** start of Records provided **
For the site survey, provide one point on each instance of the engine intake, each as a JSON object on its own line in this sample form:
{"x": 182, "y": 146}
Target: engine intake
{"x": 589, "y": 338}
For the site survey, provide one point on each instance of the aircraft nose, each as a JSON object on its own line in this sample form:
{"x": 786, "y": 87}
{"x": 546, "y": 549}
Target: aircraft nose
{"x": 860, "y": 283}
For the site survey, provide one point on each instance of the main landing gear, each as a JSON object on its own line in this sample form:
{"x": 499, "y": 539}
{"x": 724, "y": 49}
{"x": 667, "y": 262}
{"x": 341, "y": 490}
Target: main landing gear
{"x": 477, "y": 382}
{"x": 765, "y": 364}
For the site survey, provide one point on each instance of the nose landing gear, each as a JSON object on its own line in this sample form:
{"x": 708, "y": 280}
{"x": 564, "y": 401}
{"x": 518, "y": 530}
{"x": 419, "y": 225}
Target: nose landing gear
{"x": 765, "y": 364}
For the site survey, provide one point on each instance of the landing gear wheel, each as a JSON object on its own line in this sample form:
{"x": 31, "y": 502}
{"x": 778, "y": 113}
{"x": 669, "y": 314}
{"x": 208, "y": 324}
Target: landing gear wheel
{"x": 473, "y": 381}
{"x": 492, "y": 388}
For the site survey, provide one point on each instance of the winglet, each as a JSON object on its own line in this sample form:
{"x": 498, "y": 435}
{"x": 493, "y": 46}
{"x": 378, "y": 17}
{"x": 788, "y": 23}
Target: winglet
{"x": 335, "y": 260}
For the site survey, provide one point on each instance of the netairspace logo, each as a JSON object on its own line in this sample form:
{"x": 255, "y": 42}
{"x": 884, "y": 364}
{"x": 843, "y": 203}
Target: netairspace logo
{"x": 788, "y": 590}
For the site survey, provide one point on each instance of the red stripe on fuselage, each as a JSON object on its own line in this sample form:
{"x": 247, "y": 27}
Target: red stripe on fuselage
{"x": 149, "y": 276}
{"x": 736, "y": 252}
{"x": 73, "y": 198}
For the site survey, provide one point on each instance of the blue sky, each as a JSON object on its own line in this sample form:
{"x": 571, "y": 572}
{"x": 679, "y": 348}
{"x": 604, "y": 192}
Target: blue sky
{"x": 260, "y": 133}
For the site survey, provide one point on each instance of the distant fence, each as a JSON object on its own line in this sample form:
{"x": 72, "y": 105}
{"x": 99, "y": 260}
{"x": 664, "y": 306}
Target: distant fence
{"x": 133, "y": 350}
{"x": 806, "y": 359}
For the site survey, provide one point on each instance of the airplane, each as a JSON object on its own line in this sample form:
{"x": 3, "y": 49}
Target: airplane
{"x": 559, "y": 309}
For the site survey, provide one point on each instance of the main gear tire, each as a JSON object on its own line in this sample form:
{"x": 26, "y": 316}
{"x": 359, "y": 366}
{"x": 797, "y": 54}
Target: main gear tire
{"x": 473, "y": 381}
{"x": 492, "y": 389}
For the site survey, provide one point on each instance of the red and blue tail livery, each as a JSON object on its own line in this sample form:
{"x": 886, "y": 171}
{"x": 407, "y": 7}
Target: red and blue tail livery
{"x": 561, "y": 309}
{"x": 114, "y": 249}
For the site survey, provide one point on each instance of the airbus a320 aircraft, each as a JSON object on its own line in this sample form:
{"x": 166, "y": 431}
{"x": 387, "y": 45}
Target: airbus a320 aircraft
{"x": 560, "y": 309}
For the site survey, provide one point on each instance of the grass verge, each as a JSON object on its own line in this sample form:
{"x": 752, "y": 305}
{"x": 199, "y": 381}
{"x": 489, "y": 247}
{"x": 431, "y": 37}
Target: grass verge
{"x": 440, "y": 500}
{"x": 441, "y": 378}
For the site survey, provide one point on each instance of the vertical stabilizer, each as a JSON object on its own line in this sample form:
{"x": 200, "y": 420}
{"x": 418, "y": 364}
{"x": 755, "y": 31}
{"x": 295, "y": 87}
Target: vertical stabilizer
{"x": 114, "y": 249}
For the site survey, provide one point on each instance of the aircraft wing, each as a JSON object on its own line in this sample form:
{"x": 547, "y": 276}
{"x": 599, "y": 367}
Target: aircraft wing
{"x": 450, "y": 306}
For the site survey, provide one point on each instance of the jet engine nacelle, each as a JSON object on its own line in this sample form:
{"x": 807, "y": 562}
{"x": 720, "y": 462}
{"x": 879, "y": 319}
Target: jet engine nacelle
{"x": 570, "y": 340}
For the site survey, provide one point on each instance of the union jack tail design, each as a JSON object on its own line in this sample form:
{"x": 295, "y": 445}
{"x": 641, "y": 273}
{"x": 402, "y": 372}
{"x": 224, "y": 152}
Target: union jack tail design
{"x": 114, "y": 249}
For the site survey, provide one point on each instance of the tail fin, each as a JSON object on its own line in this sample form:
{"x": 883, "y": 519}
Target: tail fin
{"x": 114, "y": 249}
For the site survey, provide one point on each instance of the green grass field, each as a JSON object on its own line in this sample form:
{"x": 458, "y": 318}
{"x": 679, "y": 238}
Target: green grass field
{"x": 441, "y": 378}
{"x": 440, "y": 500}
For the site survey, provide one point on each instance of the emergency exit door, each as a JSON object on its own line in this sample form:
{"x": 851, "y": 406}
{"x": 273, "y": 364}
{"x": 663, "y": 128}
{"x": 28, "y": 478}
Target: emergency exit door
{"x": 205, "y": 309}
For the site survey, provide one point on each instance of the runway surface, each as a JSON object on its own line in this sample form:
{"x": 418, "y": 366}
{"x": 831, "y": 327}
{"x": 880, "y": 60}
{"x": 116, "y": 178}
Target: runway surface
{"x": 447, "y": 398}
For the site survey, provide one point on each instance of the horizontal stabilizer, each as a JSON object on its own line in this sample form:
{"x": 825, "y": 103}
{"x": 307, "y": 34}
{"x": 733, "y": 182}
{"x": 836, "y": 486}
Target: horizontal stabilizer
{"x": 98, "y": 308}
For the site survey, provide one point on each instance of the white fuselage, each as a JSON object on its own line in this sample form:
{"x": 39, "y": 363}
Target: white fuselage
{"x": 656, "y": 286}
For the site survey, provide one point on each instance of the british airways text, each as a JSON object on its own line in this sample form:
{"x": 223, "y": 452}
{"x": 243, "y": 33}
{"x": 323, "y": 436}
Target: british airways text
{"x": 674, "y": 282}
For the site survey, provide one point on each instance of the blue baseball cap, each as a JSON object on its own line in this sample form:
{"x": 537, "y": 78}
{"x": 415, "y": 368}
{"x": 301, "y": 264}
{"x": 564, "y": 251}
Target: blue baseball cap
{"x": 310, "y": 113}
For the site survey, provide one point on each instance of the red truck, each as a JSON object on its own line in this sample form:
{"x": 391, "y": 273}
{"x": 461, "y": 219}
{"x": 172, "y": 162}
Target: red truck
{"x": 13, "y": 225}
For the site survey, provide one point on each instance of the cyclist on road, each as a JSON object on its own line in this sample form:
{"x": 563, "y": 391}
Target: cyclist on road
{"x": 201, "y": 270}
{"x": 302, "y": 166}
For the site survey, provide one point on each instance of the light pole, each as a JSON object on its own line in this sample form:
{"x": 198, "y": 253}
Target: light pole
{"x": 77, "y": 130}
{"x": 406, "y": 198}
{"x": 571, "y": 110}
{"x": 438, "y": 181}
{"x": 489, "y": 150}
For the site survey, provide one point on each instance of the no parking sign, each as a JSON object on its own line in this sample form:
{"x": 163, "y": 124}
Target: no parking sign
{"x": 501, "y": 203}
** end of Records provided **
→ **Stated goal**: Repeat every line of the material exactly as given.

→ **Final answer**:
For the site survey, provide one point on each instance of the engine intake, each as a JSON object on its own line in this sample form:
{"x": 182, "y": 146}
Target: engine intake
{"x": 589, "y": 338}
For the site survey, provide one point on each instance of the aircraft nose, each as a JSON object on its own line in this sample form:
{"x": 786, "y": 87}
{"x": 546, "y": 549}
Target: aircraft nose
{"x": 860, "y": 283}
For the site survey, provide one point on each instance of the main landing gear, each as a JSON object on its own line in this sample form:
{"x": 499, "y": 539}
{"x": 724, "y": 49}
{"x": 667, "y": 262}
{"x": 341, "y": 490}
Target: main landing gear
{"x": 477, "y": 382}
{"x": 765, "y": 364}
For the site survey, provide one point on each instance of the nose landing gear, each as a JSON object on its own line in this sample form:
{"x": 708, "y": 280}
{"x": 564, "y": 401}
{"x": 518, "y": 530}
{"x": 419, "y": 225}
Target: nose landing gear
{"x": 765, "y": 364}
For the site survey, provide one point on each instance of the landing gear wheel, each as a JSON object on its own line in this sample form:
{"x": 31, "y": 502}
{"x": 778, "y": 113}
{"x": 669, "y": 314}
{"x": 208, "y": 324}
Target: landing gear wheel
{"x": 473, "y": 381}
{"x": 492, "y": 388}
For the site survey, provide one point on each instance of the winglet, each as a JSON object on its own line in this sample form:
{"x": 498, "y": 435}
{"x": 493, "y": 46}
{"x": 378, "y": 17}
{"x": 788, "y": 23}
Target: winglet
{"x": 335, "y": 260}
For the site survey, provide one point on each instance of the netairspace logo, each as a JSON object on its own line in this sample form:
{"x": 255, "y": 42}
{"x": 884, "y": 364}
{"x": 843, "y": 203}
Target: netairspace logo
{"x": 788, "y": 590}
For the site survey, provide one point on each instance of the red stripe on fuselage, each as a JSON object on its own line in this sample form:
{"x": 247, "y": 27}
Target: red stripe on fuselage
{"x": 149, "y": 276}
{"x": 736, "y": 252}
{"x": 73, "y": 198}
For the site survey, provide one point on each instance of the blue sky, each as a JSON object on its own line in this sample form:
{"x": 571, "y": 572}
{"x": 679, "y": 348}
{"x": 604, "y": 192}
Target: blue sky
{"x": 260, "y": 133}
For the site survey, provide one point on each instance of the distant fence, each as a JSON object on its own line in this sample form:
{"x": 72, "y": 105}
{"x": 99, "y": 260}
{"x": 664, "y": 306}
Target: distant fence
{"x": 133, "y": 350}
{"x": 806, "y": 359}
For the site survey, provide one point on each instance of the airplane, each as a JSON object on its own line in this sample form:
{"x": 3, "y": 49}
Target: airplane
{"x": 559, "y": 309}
For the site survey, provide one point on each instance of the main gear tire, each as a JSON object on its own line in this sample form:
{"x": 26, "y": 316}
{"x": 359, "y": 366}
{"x": 797, "y": 54}
Target: main gear tire
{"x": 473, "y": 381}
{"x": 492, "y": 389}
For the site survey, provide one point on each instance of the red and blue tail livery, each as a JSON object on its own line in this sample form:
{"x": 886, "y": 171}
{"x": 407, "y": 7}
Target: red and blue tail livery
{"x": 561, "y": 309}
{"x": 114, "y": 249}
For the site survey, provide one point on each instance of the airbus a320 aircraft, each as a JSON object on its own line in this sample form:
{"x": 166, "y": 431}
{"x": 387, "y": 45}
Target: airbus a320 aircraft
{"x": 560, "y": 309}
For the site survey, provide one point on each instance of the grass verge, each as a JSON object on its own line in this sample form:
{"x": 752, "y": 305}
{"x": 199, "y": 381}
{"x": 489, "y": 247}
{"x": 431, "y": 37}
Target: grass verge
{"x": 440, "y": 500}
{"x": 441, "y": 378}
For the site survey, provide one point on each instance of the vertical stabilizer, each as a JSON object on its own line in this sample form:
{"x": 200, "y": 420}
{"x": 418, "y": 364}
{"x": 755, "y": 31}
{"x": 295, "y": 87}
Target: vertical stabilizer
{"x": 114, "y": 249}
For the site survey, provide one point on each instance of the aircraft wing, each as a JSON object on its own line in this sample form:
{"x": 547, "y": 276}
{"x": 599, "y": 367}
Target: aircraft wing
{"x": 450, "y": 306}
For the site survey, provide one point on each instance of the jet engine nacelle, each as a JSON object on its own line in this sample form:
{"x": 807, "y": 562}
{"x": 720, "y": 462}
{"x": 879, "y": 319}
Target: jet engine nacelle
{"x": 570, "y": 340}
For the site survey, provide one point on each instance of the union jack tail design, each as a JSON object on its own line in this sample form:
{"x": 295, "y": 445}
{"x": 641, "y": 273}
{"x": 402, "y": 372}
{"x": 224, "y": 152}
Target: union jack tail design
{"x": 114, "y": 249}
For the site survey, provide one point on each instance of the tail fin, each as a JSON object on its own line in this sample form:
{"x": 883, "y": 519}
Target: tail fin
{"x": 114, "y": 249}
For the site survey, provide one point on each instance of the green grass field, each as a JSON object on its own line in this sample form:
{"x": 458, "y": 318}
{"x": 679, "y": 238}
Target: green grass field
{"x": 441, "y": 378}
{"x": 440, "y": 500}
For the site survey, provide one point on each instance of the emergency exit door, each as a JSON object on its own line in this sample form:
{"x": 851, "y": 406}
{"x": 273, "y": 364}
{"x": 663, "y": 128}
{"x": 28, "y": 478}
Target: emergency exit door
{"x": 205, "y": 309}
For the site survey, provide one point on each instance of the runway surface, each as a JSON object on its own line in this sample form:
{"x": 418, "y": 366}
{"x": 831, "y": 327}
{"x": 880, "y": 60}
{"x": 116, "y": 178}
Target: runway surface
{"x": 447, "y": 398}
For the site survey, provide one point on each instance of the horizontal stabilizer, each as a JSON object on its own line in this sample form:
{"x": 825, "y": 103}
{"x": 307, "y": 34}
{"x": 733, "y": 182}
{"x": 836, "y": 486}
Target: horizontal stabilizer
{"x": 98, "y": 308}
For the site survey, provide one point on each instance of the white fuselage, each as a JSON object on its own line in this sample form:
{"x": 39, "y": 363}
Target: white fuselage
{"x": 656, "y": 286}
For the site survey, provide one point on each instance of the british airways text, each as a JSON object on its own line in this sample form:
{"x": 223, "y": 452}
{"x": 243, "y": 33}
{"x": 323, "y": 436}
Target: british airways text
{"x": 674, "y": 282}
For the site survey, provide one point on each instance of the blue baseball cap, each as a JSON object on its own line in this sample form:
{"x": 537, "y": 78}
{"x": 415, "y": 368}
{"x": 301, "y": 264}
{"x": 564, "y": 251}
Target: blue baseball cap
{"x": 310, "y": 113}
For the site survey, provide one point on each instance of the red truck, each as a JSON object on its own line in this sample form:
{"x": 391, "y": 273}
{"x": 461, "y": 219}
{"x": 172, "y": 162}
Target: red truck
{"x": 13, "y": 225}
For the site survey, provide one point on each instance of the cyclist on road, each as a JSON object on its own line in this sample form:
{"x": 563, "y": 391}
Target: cyclist on road
{"x": 201, "y": 270}
{"x": 302, "y": 166}
For the site survey, provide one point on each instance of the light pole, each as a JSON object on its own line in this sample form:
{"x": 198, "y": 253}
Target: light pole
{"x": 77, "y": 130}
{"x": 406, "y": 198}
{"x": 571, "y": 110}
{"x": 438, "y": 181}
{"x": 489, "y": 150}
For the site survey, provide one point on each instance of the no parking sign, each as a JSON object on its own line in this sample form:
{"x": 163, "y": 124}
Target: no parking sign
{"x": 501, "y": 203}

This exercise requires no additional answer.